### Source passage
□ □ □ □ □

People wearing face masks to protect against COVID-19 walk past the Eiffel Tower in Paris.

Several countries in Europe are reporting growing instances of fake COVID passes and vaccination certificates — an indication that the vaccine resistance that threatened earlier this year to upend governments’ anti-COVID strategies is far from over.

In France, the authorities said Monday that they had detected over 180,000 fake COVID passes since the measure was introduced this summer. And in Italy on Tuesday, the police in the Sicilian capital, Palermo, arrested a leader of an anti-vaccine movement and a nurse who is accused of accepting payments for pretend vaccinations.

Officials in France said Friday that soon only vaccinated people would be eligible for COVID passes, which are required for entry into restaurants, cafes and other public places. The news of the forgeries highlighted how vaccine resistance remains strong in parts of the country’s population.

□ □ □ □ □

### Dataset content
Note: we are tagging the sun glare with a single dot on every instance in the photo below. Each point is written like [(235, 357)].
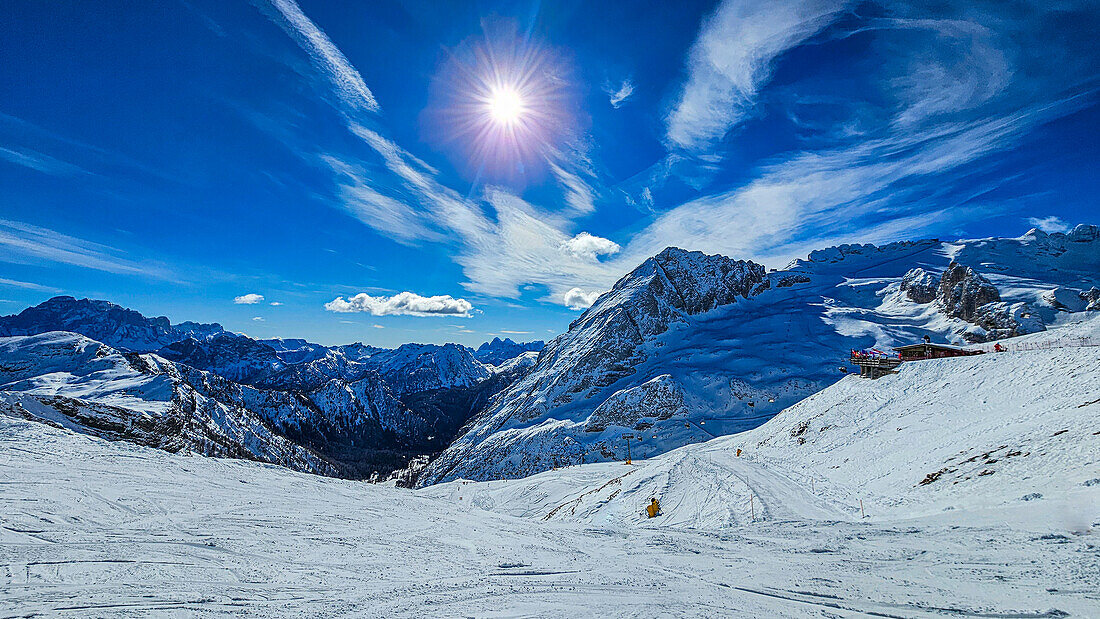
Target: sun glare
[(505, 106)]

□ □ □ □ □

### Exercises to complete
• 1. Based on the article about fake COVID passes in Europe, decide whether each statement agrees with it. Answer yes or no and quote the deciding words. (a) French authorities found more than 180,000 fake COVID passes after the measure began this summer. (b) Police in Palermo arrested a doctor accused of taking money for pretend vaccinations. (c) COVID passes in France are needed to enter restaurants and cafes.
• 2. Continue the article about fake COVID passes in Europe, picking up after its final sentence.
The lines play no part in this.

### Answer section
• 1.
(a) Yes: "they had detected over 180,000 fake COVID passes since the measure was introduced this summer"
(b) No: "a nurse who is accused of accepting payments for pretend vaccinations"
(c) Yes: "which are required for entry into restaurants, cafes and other public places"

• 2.
Interior Minister Gerald Darmanin said this month that about 400 investigations had been opened into networks of people suspected of providing the fake passes, including some connected to health professionals.

The French news media recently reported several cases of doctors suspected of having sold fake COVID passes. The COVID death of a woman in a Paris regional hospital this month after she showed a fake vaccine certificate has also drawn scrutiny.

In Sicily, the police in Palermo said that a nurse had been paid 100 to 400 euros ($113 to $451) to pretend to inoculate people at a vaccination center so that they could obtain a Green Pass, a health document that is required in Italy to work and to participate in many social activities.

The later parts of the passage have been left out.